Salah satu di antara sedikitnya seniman muda Bali yang masih memegang erat pakem tradisi seni lukis itu adalah Ida Bagus Sena asal Tebasaya Ubud. Nilai Tradisi tersebut tidak hanya berupa gerak estetik di permukaan atau stilistik, tetapi juga terbangunnya sebuah sistem dasar pengetahuan teknik melukis.
Sebagaimana tradisi melukis di Ubud yang bertahan sampai saat ini tetap memakai teknik yang sama seperti para pendahulunya sewaktu tahun 1930-an lalu. Tradisi teknik itu menjadi sebuah ’konvensi’ yang terus dipegang dari generasi ke generasi oleh seniman Bali khususnya di Ubud.
Ia lahir dari keluarga seniman (pelukis), kakeknya adalah Ida Bagus Made Kembeng salah pelukis era Pitamaha karyanya mendapatkan apresiasi internasional berupa Internasional Medali pada pameran Kolonial di Perancis tahun 1937.
Pamannya juga seorang pelukis yang sangat terkenal yaitu Ida Bagus Made (poleng), dikenal sebagai sosok dengan dedikasi tinggi penuh idealisme dan memilih hidup asketis. Orang tuanya sendiri juga seorang pelukis yaitu Ida Bagus Wiri dan pamannya yang lain adalah seorang dalang. Sehingga dapat dipastikan darah seni mengalir deras dalam dirinya, dan menghantarkannya menapaki jalan kesenimanan sebagai pelukis yang memiliki ciri rupa khas berkarakter filosofi.
Kekhasan dalam karya Sena ternyata tidak menurun begitu saja dari leluhurnya pun dari ayahnya sendiri, temuan estetik tersebut ia capai dari hasil pergaulan pribadinya yang begitu intens dalam ruang-ruang sepi kesehariannya; diselingi dengan menjalani tugas ngayah untuk upacara adat dan agama.
Sebagai bagian dari masyarakat Bali ia tidak dapat lepas dari kegiatan adat (sosial) dan ritual (agama), jika dilihat dari kaca mata modern aktivitas ngayah tersebut dapat menyita waktu-waktu produktif sehingga dianggap merugikan. Tetapi bagi masyarakat Bali, waktu (kala) adalah bagian dari sirkulasi kosmologi yang di dalamnya ada dimensi pribadi dan dimensi-dimensi soal yang tidak dapat ditolak dan harus dijalani sebagai bagian dari keharmonisan kosmos.

=== ISI DATA ===

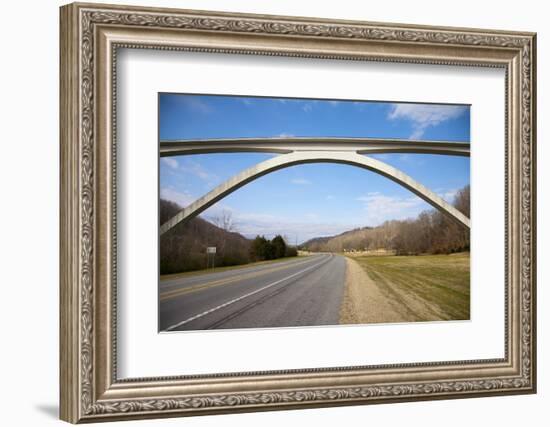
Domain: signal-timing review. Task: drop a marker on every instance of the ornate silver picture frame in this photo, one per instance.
(91, 36)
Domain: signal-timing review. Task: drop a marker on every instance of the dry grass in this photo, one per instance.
(420, 288)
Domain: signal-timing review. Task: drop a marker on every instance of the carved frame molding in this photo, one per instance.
(90, 36)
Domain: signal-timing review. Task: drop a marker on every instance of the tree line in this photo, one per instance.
(263, 249)
(431, 232)
(183, 248)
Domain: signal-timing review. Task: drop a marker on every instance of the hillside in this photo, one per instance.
(184, 247)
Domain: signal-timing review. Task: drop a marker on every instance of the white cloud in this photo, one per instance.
(197, 104)
(196, 169)
(380, 208)
(448, 195)
(425, 115)
(181, 198)
(300, 181)
(170, 161)
(302, 228)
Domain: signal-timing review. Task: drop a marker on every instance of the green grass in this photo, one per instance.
(438, 281)
(220, 269)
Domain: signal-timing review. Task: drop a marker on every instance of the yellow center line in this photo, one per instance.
(178, 292)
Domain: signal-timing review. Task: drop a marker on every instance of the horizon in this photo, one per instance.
(311, 200)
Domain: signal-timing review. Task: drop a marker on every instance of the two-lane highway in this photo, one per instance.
(304, 291)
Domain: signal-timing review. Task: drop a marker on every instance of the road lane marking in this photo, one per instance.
(204, 313)
(182, 291)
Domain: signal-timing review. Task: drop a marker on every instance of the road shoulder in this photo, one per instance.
(364, 302)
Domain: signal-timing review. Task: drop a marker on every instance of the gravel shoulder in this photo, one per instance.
(364, 302)
(406, 290)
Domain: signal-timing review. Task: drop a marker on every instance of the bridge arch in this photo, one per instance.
(303, 157)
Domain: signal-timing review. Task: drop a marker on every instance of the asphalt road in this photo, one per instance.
(304, 291)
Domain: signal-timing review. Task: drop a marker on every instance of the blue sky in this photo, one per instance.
(311, 200)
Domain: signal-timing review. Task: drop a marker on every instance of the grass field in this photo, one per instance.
(427, 287)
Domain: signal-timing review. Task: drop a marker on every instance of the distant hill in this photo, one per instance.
(183, 248)
(430, 232)
(351, 239)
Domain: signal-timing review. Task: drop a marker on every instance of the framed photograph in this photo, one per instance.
(266, 212)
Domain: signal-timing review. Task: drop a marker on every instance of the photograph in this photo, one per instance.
(301, 212)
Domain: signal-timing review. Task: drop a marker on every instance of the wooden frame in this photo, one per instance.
(90, 36)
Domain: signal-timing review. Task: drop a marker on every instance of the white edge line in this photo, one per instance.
(225, 304)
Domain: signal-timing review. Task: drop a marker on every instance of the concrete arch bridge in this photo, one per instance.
(296, 151)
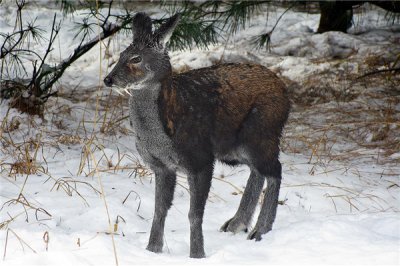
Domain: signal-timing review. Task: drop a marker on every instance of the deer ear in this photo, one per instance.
(164, 32)
(141, 26)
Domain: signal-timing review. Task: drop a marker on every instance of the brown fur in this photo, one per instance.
(241, 89)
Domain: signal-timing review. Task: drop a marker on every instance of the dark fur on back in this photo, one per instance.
(221, 108)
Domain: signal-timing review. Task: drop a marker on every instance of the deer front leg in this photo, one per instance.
(199, 185)
(165, 186)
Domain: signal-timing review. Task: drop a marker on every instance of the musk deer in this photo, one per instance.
(233, 113)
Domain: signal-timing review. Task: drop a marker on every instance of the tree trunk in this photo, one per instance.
(335, 16)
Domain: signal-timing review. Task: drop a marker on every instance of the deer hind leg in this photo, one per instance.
(270, 203)
(165, 186)
(241, 220)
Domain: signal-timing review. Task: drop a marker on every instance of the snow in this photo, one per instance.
(340, 200)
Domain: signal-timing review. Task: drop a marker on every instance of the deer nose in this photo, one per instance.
(108, 81)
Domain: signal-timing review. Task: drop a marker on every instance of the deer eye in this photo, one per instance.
(136, 59)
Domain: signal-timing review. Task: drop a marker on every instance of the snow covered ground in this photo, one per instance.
(89, 200)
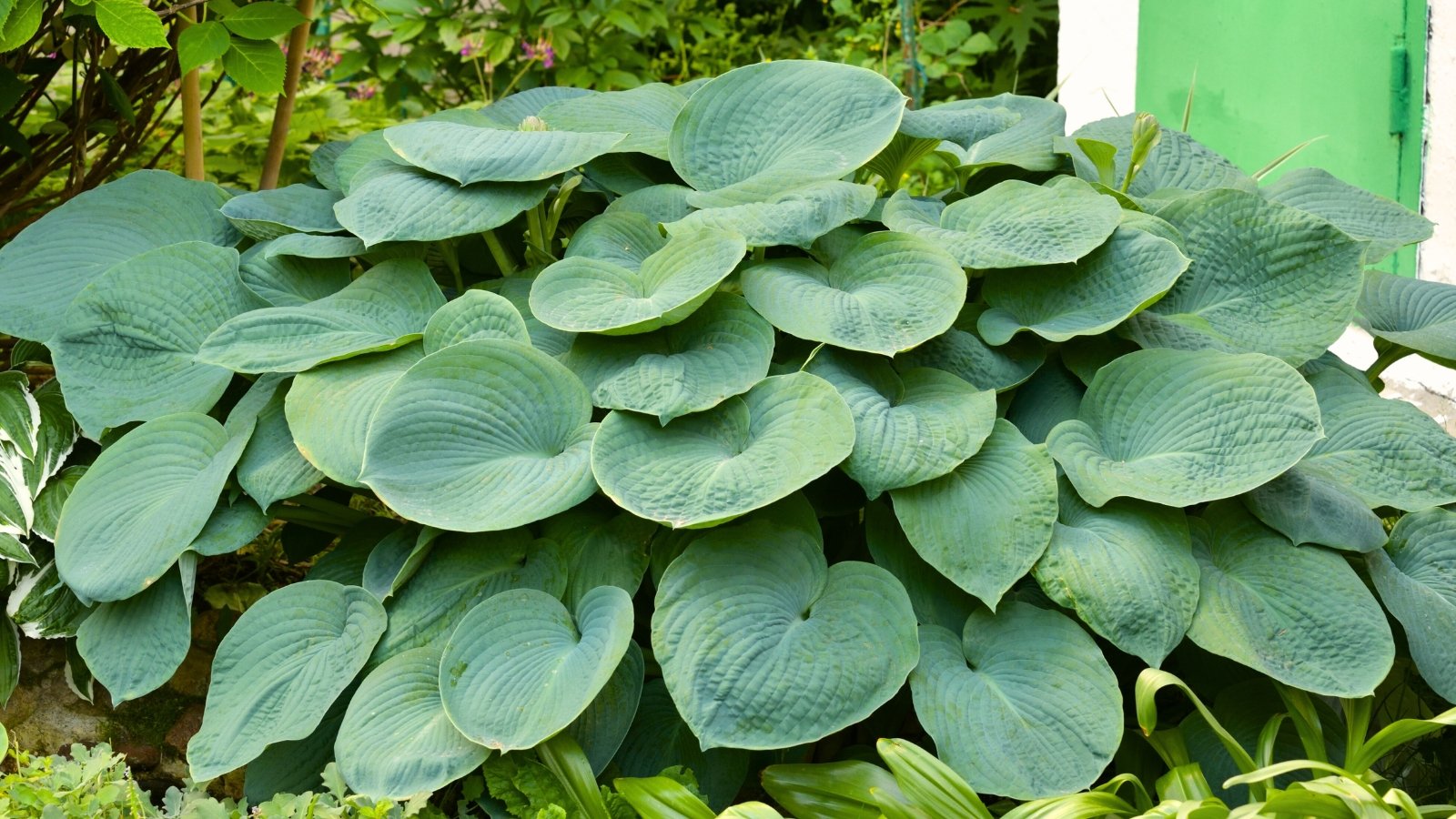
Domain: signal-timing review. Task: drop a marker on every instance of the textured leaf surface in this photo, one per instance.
(788, 116)
(887, 293)
(1012, 223)
(385, 308)
(909, 428)
(1383, 223)
(1296, 614)
(329, 409)
(397, 739)
(642, 285)
(280, 668)
(1181, 428)
(475, 314)
(718, 351)
(1126, 274)
(519, 668)
(985, 523)
(1414, 314)
(127, 353)
(470, 153)
(480, 436)
(462, 571)
(408, 205)
(293, 208)
(642, 114)
(1026, 682)
(1126, 569)
(1387, 452)
(138, 506)
(135, 646)
(742, 610)
(1264, 278)
(1414, 576)
(744, 453)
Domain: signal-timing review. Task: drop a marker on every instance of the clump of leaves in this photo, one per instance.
(693, 353)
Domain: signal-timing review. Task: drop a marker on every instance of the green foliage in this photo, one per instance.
(456, 321)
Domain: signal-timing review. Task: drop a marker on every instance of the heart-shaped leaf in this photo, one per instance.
(909, 428)
(138, 506)
(126, 353)
(397, 739)
(1028, 683)
(744, 453)
(1412, 576)
(1264, 278)
(477, 314)
(385, 308)
(622, 278)
(1296, 614)
(53, 259)
(521, 668)
(718, 351)
(985, 523)
(482, 436)
(1012, 223)
(1126, 274)
(280, 668)
(1181, 428)
(742, 687)
(1126, 569)
(888, 292)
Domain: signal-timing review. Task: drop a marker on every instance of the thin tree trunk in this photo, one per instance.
(283, 114)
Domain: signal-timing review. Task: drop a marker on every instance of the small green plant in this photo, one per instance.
(701, 435)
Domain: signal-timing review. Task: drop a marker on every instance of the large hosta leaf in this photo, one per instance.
(482, 436)
(1414, 576)
(382, 309)
(1296, 614)
(521, 668)
(642, 114)
(1126, 274)
(791, 116)
(623, 278)
(1383, 450)
(1387, 225)
(470, 153)
(887, 293)
(477, 314)
(740, 611)
(138, 506)
(1181, 428)
(1012, 223)
(718, 351)
(744, 453)
(996, 130)
(462, 571)
(909, 428)
(44, 267)
(280, 668)
(329, 409)
(1127, 569)
(986, 522)
(127, 353)
(408, 205)
(1021, 703)
(1414, 314)
(293, 208)
(1264, 278)
(397, 741)
(135, 646)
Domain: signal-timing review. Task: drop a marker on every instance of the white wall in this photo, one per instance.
(1097, 58)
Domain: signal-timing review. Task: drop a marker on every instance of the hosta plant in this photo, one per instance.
(705, 439)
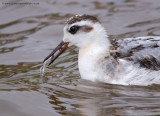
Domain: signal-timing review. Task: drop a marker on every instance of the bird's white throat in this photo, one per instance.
(90, 55)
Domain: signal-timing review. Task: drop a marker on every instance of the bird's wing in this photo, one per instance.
(144, 51)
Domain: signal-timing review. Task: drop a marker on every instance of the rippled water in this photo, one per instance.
(28, 33)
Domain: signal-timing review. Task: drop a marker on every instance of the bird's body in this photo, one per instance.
(130, 61)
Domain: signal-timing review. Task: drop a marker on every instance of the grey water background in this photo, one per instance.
(29, 32)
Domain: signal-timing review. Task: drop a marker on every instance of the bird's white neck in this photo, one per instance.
(90, 57)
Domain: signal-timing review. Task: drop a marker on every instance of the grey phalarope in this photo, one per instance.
(129, 61)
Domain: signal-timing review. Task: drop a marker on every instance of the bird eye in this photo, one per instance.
(74, 29)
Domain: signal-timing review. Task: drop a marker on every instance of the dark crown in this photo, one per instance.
(78, 18)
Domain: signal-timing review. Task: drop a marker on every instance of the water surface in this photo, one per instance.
(28, 33)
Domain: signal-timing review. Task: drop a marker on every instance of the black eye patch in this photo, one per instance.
(74, 29)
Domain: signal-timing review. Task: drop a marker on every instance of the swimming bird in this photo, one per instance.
(129, 61)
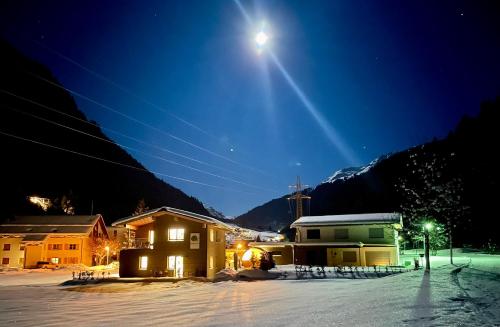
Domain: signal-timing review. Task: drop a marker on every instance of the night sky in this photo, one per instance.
(358, 79)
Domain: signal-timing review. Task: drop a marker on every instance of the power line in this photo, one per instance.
(120, 164)
(179, 139)
(134, 149)
(114, 131)
(122, 88)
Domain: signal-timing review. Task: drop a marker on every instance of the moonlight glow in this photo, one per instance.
(261, 38)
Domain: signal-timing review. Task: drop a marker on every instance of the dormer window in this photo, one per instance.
(176, 234)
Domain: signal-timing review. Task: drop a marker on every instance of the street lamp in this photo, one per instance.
(427, 228)
(107, 255)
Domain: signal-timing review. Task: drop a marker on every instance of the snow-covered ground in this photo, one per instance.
(448, 296)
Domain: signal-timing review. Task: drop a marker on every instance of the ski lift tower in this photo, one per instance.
(298, 197)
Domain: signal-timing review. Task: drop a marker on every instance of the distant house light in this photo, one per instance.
(43, 203)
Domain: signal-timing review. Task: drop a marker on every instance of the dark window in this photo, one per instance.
(341, 234)
(349, 256)
(376, 232)
(313, 234)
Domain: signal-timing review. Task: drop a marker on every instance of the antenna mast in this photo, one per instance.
(298, 197)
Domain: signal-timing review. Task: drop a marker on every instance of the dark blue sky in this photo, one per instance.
(381, 75)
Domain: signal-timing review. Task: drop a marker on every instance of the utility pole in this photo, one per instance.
(427, 227)
(298, 197)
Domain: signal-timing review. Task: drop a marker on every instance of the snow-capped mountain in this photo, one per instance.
(347, 173)
(215, 213)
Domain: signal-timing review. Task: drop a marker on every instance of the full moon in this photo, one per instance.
(261, 38)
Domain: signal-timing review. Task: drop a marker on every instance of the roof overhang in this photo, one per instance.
(149, 217)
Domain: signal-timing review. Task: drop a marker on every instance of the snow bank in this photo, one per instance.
(257, 274)
(467, 294)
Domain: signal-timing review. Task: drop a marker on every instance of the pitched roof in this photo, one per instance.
(54, 220)
(188, 214)
(49, 225)
(354, 219)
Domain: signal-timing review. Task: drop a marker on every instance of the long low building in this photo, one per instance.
(172, 242)
(60, 240)
(347, 240)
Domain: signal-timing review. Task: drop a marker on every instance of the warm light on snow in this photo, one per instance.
(261, 38)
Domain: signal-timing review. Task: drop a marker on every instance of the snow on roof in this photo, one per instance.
(354, 219)
(205, 219)
(49, 224)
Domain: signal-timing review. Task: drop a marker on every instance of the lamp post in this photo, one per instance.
(107, 255)
(427, 228)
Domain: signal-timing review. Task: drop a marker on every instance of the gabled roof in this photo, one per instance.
(354, 219)
(54, 220)
(27, 225)
(184, 213)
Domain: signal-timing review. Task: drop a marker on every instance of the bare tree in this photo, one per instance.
(101, 247)
(141, 207)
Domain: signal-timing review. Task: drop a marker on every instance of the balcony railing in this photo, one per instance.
(140, 243)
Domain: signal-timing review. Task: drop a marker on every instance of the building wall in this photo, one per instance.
(282, 253)
(329, 255)
(356, 233)
(216, 251)
(129, 263)
(66, 255)
(310, 255)
(33, 254)
(196, 255)
(14, 255)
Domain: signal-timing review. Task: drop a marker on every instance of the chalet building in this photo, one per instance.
(282, 252)
(61, 240)
(174, 243)
(347, 240)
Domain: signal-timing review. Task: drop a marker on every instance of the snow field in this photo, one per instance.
(448, 296)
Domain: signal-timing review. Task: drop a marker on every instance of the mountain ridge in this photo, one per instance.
(471, 144)
(36, 164)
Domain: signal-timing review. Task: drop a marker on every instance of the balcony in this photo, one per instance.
(140, 243)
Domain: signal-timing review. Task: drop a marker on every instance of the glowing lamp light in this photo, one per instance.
(261, 38)
(251, 258)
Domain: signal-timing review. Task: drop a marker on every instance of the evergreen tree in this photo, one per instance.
(431, 188)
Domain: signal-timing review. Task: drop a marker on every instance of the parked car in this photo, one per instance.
(46, 265)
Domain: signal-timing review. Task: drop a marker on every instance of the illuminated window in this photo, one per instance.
(176, 234)
(376, 232)
(151, 237)
(349, 256)
(341, 234)
(73, 260)
(143, 263)
(313, 234)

=== SOAL LATIHAN ===
**A)** Salin tanpa perubahan bagian artikel tentang Ida Bagus Sena di antara "Salah satu di" dan "pengetahuan teknik melukis.", kedua batas itu ikut disalin.
**B)** Tuliskan kelanjutan artikel tentang Ida Bagus Sena, dimulai setelah kalimat terakhirnya.
Entri-entri di atas tidak diperlukan untuk mengerjakan latihan ini.

=== KUNCI JAWABAN ===
**A)**
Salah satu di antara sedikitnya seniman muda Bali yang masih memegang erat pakem tradisi seni lukis itu adalah Ida Bagus Sena asal Tebasaya Ubud. Nilai Tradisi tersebut tidak hanya berupa gerak estetik di permukaan atau stilistik, tetapi juga terbangunnya sebuah sistem dasar pengetahuan teknik melukis.

**B)**
Baginya kondisi adat di Bali tersebut tidak dianggap sebagai beban, tetapi justru bagian dari jalan dan tantangan kehidupannya yang menempuh jalan seniman. Kesenian khususnya seni lukis menjadi sarana baginya untuk menuangkan nilai-nilai kehidupan yang tengah dijalani. Karyanya tidak hanya menampilkan keindahan (estetika) visual semata, tetapi sebuah ramuan dari interpretasi dan penghayatnya terhadap nilai-nilai kehidupan.
Proses berkarya bagi sosok eksentrik ini, adalah proses yang kompleks yang melibatkan pemikiran dan sensibilitas rupa. Sehingga proses yang dijalani selama menyelesaikan karya ini sangatlah panjang, menghabiskan waktu dua setengah tahun. Sungguh sebuah proses yang sangat lama, karena bagi Sena melukis bukan hanya perkara menggurat bentuk dan menggoreskan kuwas saja. Tetapi merupakan sebuah ritus yang dijalaninya secara khusuk sembari merenungi dan menghayati makna-makna kehidupan, melalui tuntunan nilai-nilai yang terkandung di dalam ajaran hidup yang bersumber dari ajaran agama Hindu yang senantiasa dikontekstualisasikan dengan fenomena yang terjadi di masyarakat.
Hal yang menarik tentang lukisannya adalah caranya mengkonstruksi narasi besar di dalam kanvas, yang disertai dengan upaya mengkontekstualisasikan narasi besar ajaran agama dengan kehidupan kesehariannya sebagai masyarakat yang menjunjung tinggi nilai-nilai luhur adat dan budaya. Ia tidak bermaksud membuat pernyataan verbal yang memihak atau pun mengkritik berbagai silang penafsiran yang terjadi di masyarakat. Menyampaikan pesan mendalam yang melibatkan berbagai macam simbol, perihal pentingnya mempertahankan budaya tradisi dan nilai-nilai yang termaktub di dalamnya.
Sena menegaskan bahwa dirinya bukanlah siapa-siapa, dan tidak berwenang untuk mengomentari apa pun selain memilih dengan cara berkutat dengan pemikiran melalui bahasa rupa dan simbol-simbol. Secara visual karya ini terbagi atas dua lapisan yaitu latar depan dan latar belakang, komposisi juga terbagi dua atas dan bawah.
Karyanya menerapkan teknik tradisional yang ketat dimulai dengan mensketsa (ngorten), membuat gelap terang (ngabur/banyuin), mencari dan menegaskan bentuk (ngucek, ngeskes), dan diakhiri dengan membuat detail (nyawi). Teknik melukis ini sudah mentradisi di daerah Ubud dan Batuan, walaupuan terdapat perbedaan dalam penekanan prosesnya.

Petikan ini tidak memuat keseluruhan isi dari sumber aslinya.